** start of Task inputs **

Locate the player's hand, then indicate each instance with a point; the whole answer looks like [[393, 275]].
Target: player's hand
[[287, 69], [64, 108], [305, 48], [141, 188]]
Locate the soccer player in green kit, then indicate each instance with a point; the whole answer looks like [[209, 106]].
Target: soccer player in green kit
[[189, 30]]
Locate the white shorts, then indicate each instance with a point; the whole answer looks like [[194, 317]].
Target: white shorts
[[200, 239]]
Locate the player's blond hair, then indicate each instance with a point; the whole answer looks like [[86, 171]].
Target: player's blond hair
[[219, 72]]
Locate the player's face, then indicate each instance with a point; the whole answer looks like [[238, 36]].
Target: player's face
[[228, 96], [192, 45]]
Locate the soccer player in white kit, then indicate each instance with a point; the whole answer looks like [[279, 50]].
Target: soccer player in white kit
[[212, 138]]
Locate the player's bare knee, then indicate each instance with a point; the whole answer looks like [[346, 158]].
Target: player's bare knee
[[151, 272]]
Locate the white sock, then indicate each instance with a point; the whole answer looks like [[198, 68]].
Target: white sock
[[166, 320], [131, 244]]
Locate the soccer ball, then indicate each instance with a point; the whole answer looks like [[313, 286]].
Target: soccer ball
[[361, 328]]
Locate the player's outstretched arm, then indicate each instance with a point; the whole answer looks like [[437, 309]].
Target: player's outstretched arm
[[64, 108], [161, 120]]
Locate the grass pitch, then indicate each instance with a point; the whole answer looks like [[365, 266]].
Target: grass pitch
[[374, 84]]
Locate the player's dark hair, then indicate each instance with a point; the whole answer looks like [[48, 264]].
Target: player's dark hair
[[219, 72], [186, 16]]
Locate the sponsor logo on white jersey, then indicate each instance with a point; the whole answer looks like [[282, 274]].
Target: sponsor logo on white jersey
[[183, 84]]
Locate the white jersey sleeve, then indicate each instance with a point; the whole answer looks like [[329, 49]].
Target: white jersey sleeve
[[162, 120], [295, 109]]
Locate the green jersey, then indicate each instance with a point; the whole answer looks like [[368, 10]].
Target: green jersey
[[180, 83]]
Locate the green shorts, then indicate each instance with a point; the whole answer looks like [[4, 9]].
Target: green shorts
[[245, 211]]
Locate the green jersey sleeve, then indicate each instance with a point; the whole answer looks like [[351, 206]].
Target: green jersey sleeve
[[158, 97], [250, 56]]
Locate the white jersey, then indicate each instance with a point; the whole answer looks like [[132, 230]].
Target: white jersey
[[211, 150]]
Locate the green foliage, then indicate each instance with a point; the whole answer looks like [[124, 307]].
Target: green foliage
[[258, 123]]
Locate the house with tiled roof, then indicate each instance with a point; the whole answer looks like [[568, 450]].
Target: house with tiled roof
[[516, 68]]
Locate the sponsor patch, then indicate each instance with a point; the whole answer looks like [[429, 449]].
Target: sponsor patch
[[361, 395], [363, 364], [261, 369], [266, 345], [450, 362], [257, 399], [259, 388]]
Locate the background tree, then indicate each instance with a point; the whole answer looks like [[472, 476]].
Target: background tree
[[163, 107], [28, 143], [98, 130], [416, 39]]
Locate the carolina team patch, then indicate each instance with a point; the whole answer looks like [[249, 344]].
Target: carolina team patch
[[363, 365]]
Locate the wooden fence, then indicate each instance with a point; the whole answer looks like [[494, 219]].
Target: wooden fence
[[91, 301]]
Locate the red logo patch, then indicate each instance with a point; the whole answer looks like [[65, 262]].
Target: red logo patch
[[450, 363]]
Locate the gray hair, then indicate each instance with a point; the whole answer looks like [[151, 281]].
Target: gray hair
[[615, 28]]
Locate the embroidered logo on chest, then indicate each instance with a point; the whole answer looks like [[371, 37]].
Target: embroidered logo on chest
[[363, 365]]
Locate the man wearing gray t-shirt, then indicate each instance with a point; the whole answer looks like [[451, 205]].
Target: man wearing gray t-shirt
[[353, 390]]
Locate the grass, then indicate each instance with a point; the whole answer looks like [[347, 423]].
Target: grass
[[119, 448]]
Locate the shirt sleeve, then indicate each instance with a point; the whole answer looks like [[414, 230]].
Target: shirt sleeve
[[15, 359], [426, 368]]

** end of Task inputs **

- **Short task**: Give every line from the one containing "Locate the sponsor patch, then" down to the end of the rows above as a JSON list of strings, one string per line, with blank lines left out.

- **Task response**:
[
  "Locate the sponsor patch, then indicate each instance with a point; the whole answer looks like [[429, 449]].",
  "Target: sponsor patch",
  "[[361, 395], [363, 364], [261, 369], [266, 345], [450, 362], [257, 399], [259, 388]]",
  "Locate the background tree, then indicate each instance with a point; the whole answer looks like [[472, 476]].",
  "Target: background tree",
  "[[163, 107], [28, 143], [98, 130], [416, 39]]",
  "Locate the carolina team patch, then indicate each instance with a point; the whole answer looks like [[249, 344]].",
  "Target: carolina team patch",
  "[[363, 365]]",
  "Locate the wooden fence, then indicate each instance with a point; the whole answer looks like [[494, 219]].",
  "Target: wooden fence",
  "[[91, 301]]",
  "Locate the red logo patch, then indicate each instance with a point; the whole answer looks like [[65, 262]].",
  "Target: red logo patch",
  "[[450, 363]]",
  "Locate the gray hair, then indicate each instance with a point; the whole answer looks like [[151, 281]].",
  "Target: gray hair",
  "[[615, 28]]",
  "Locate the embroidered logo on chest, then indicate each instance with a point; the whole answer looks like [[371, 37]].",
  "Target: embroidered logo on chest",
  "[[363, 365]]",
  "Locate the man wearing gray t-shirt, then indicate each instance with a point; the whole answer looks like [[451, 205]].",
  "Target: man wearing gray t-shirt",
  "[[353, 390]]",
  "Locate the grass, then indicate each instance with a point; the whole answer looks like [[347, 423]].",
  "Target: grass",
  "[[119, 448]]",
  "Locate the shirt sleeve, then indicate each instance with a point; the whole answer looks like [[414, 230]].",
  "Target: shirt sleeve",
  "[[15, 359], [426, 368]]"
]